• What you need to do
Reproduce the data below verbatim, line for line, leaving out the pictures.

(Pointing records)
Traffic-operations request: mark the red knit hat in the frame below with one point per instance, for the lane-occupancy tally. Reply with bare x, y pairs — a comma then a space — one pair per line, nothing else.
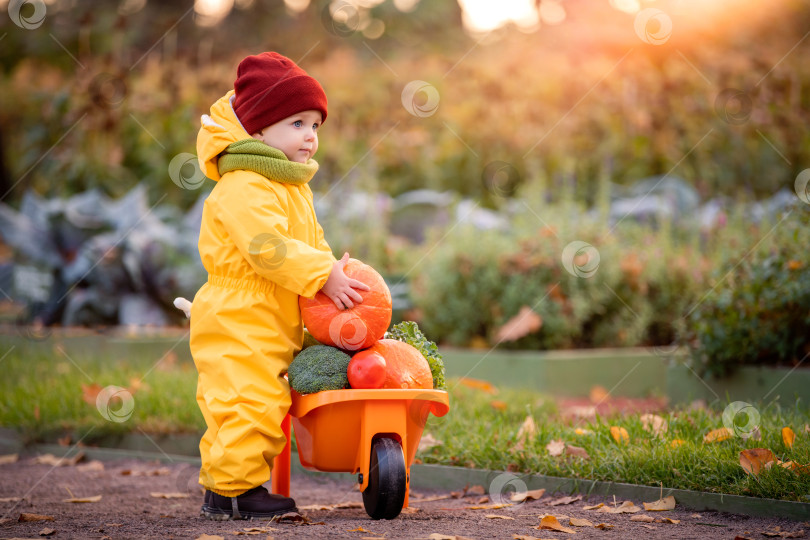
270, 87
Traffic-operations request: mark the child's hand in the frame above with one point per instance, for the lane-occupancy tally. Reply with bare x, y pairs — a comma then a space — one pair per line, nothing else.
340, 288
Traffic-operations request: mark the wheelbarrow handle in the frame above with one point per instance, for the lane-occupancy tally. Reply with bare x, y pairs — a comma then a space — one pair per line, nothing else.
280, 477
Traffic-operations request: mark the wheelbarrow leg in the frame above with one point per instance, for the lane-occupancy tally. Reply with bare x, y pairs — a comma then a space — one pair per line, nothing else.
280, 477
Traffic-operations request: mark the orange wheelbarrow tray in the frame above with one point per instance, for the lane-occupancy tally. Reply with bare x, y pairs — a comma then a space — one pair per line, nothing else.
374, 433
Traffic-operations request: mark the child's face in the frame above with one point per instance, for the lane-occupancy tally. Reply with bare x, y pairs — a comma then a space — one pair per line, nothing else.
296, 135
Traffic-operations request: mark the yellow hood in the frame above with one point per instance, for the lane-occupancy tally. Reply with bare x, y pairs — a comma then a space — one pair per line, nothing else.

• Reply
Traffic-operations request: mark the red knit hat in the frame below with one point per instance, for the lane-occupancy tally. Reply with bare x, y pairs — a comma then a space — one pair per line, nothing else.
270, 87
Traffic-operations request: mark the child's hand in the frame above with one point per instance, for the lane-occupancy tally. Reply with bare x, y pairs — a comma then a space — one pair per line, nothing else.
340, 288
Traffic-operations request: mark the wheelbarrow handle in the frame above with one point per instance, for the lane-occupancy tally. Reply with bare x, y pairs — a comma then a space — one pair per line, nothing else.
280, 477
Traffic-operations request: mark the wheelbarrow leg in the frame above with one point per instance, for the lane-occupancy tally. Reply with bare x, y pairs — a comma then a space — one pair per line, nothing else.
280, 477
Traffic-operations request: mark the orange wheelbarrow tray in the frame above with one point per instance, for the lane-occupancy tally. Reply with bare x, y pairs — a comma then a space — one pair per line, nothing else.
374, 433
Traffic-operations request: mark the child's face in the frame above with one point per instance, for the lane-occupancy tally. Reply with bare x, y pairs — a comma then a space — one pair per line, nothing else.
296, 135
Traffic-operations request: mark the yellow hood in the frame above with one point per instance, for the lane-occupancy tally. Reply with bare x, y pairs — a comma then a space — one pair per line, nothing else.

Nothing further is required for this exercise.